-- start --

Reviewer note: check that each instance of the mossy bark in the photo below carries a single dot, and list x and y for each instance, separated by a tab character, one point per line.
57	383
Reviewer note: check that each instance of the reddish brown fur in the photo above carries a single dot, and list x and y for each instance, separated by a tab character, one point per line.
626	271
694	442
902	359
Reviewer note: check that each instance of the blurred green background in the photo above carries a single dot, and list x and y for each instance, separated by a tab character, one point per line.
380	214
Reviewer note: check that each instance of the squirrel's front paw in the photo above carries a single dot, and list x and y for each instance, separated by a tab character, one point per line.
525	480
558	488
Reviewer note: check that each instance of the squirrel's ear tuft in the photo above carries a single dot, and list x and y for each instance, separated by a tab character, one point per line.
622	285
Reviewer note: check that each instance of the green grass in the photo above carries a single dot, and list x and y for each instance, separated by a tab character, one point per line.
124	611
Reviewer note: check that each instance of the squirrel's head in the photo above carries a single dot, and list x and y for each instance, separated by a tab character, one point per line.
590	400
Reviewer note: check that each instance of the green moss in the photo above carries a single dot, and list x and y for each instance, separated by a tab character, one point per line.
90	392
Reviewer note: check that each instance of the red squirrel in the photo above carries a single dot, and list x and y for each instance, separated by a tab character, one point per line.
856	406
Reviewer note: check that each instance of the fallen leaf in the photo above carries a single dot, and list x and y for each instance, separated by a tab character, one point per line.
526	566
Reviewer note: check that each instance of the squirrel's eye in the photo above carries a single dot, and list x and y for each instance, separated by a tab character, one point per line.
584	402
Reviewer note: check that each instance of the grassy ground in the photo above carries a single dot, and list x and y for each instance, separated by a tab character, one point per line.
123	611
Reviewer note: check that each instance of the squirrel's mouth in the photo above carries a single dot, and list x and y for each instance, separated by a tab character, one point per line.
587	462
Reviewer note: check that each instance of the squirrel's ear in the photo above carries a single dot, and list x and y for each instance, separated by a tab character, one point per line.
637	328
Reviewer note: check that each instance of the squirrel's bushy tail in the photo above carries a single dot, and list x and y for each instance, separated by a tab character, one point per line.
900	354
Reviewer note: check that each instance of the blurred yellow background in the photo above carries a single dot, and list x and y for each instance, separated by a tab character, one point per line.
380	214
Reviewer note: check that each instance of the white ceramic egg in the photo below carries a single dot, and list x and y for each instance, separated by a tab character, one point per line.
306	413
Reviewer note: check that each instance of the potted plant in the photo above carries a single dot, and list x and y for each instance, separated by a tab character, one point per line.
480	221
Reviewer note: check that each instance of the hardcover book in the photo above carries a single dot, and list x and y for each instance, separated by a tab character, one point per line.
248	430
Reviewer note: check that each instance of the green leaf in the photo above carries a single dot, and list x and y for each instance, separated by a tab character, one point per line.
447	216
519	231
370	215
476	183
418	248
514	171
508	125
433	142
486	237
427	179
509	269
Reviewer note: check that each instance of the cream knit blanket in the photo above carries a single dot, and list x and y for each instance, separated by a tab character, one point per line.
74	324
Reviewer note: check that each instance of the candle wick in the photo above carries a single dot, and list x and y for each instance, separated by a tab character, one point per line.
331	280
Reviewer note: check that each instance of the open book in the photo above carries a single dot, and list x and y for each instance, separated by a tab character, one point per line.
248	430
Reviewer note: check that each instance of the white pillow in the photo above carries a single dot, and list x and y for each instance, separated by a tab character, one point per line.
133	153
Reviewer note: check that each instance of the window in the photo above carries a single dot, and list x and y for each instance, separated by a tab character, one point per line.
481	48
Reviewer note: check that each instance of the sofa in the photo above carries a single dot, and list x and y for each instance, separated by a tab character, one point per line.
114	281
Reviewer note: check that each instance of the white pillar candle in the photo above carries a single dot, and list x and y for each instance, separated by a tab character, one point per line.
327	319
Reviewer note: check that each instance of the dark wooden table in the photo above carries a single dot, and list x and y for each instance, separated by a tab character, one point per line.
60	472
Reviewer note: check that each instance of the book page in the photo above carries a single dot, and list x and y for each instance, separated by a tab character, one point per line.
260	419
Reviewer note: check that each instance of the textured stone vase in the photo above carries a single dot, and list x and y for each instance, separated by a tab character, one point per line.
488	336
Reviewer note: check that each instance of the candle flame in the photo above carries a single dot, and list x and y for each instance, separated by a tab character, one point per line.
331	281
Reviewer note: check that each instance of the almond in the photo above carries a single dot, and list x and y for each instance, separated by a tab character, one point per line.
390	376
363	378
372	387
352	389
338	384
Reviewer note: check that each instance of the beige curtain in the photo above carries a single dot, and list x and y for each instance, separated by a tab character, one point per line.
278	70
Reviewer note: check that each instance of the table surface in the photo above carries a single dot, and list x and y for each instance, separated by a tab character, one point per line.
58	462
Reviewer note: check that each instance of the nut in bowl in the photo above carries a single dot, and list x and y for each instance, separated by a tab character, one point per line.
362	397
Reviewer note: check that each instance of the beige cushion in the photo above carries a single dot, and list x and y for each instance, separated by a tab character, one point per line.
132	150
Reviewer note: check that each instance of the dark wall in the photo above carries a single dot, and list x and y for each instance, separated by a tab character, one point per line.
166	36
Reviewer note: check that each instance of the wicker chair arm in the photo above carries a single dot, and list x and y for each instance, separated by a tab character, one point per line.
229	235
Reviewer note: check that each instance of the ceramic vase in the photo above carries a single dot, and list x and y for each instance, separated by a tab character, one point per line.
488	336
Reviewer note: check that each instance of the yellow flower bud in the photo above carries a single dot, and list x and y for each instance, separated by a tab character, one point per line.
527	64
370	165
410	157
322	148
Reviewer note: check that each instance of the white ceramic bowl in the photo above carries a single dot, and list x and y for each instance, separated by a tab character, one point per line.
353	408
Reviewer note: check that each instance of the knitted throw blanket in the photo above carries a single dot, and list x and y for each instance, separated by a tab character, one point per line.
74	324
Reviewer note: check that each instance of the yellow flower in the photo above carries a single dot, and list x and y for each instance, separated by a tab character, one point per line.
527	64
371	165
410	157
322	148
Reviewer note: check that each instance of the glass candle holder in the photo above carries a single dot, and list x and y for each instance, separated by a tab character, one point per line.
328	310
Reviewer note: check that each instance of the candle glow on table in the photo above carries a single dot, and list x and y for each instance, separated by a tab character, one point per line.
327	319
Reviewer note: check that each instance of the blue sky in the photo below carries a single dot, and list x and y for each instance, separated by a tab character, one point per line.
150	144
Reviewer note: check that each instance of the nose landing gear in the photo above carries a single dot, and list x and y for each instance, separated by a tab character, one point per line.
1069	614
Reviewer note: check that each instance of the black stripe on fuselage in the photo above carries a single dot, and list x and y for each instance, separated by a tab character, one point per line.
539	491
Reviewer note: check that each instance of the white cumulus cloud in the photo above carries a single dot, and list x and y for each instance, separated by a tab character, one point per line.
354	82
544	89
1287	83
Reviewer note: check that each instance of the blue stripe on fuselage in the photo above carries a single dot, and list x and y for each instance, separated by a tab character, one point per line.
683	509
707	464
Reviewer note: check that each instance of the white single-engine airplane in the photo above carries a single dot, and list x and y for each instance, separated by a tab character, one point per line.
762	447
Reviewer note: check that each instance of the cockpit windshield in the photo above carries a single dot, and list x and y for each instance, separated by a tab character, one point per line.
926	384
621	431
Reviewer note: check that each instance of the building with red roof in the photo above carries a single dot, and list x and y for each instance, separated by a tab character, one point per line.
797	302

-- end --

STATED PROBLEM: Starting at the line with "Reviewer note: check that each instance of the blue sky", copy every line up to and including the last one in the entries above.

FULL RESPONSE:
Reviewer note: check that each instance of the blue sky in the photo below carries a single dot, and list x and y for each instance, separated by a tab character, one point per line.
150	144
Reviewer note: check that each instance of the nose landing gear in the photo above carries a single dot, and list x and y for each instance, separated by a tab character, one point per line.
1069	614
Reviewer note: check that each instance of the black stripe on fuselage in the photo above carries a single dot, and list x and y for each instance, separated by a tab character, one point per line.
539	491
Reviewer note: check that each instance of the white cumulus cloud in the photo above carries a single dot, and list x and y for each instance, separated by a tab character, one point per line.
354	82
544	89
1287	83
Reviewer note: check that each instance of the blue stripe on fuselage in the photo above carries a single dot, and list x and y for each instance, separated by a tab character, one point per line.
683	509
707	464
Reviewer note: check that each instance of the white single-engine airplane in the photo above carries a single dot, and list x and y for each instance, separated by a tab character, one point per line.
762	447
Reviewer note: check that each instance of the cockpit windshield in the photo above carries a single dot, and list x and y for each instance, separated by a tab character, one point per line.
926	384
621	431
Reviewer note: check that each instance of the building with red roof in the photo above carries a single dot, and list x and y for each instance, separated by a tab character, one point per line.
797	302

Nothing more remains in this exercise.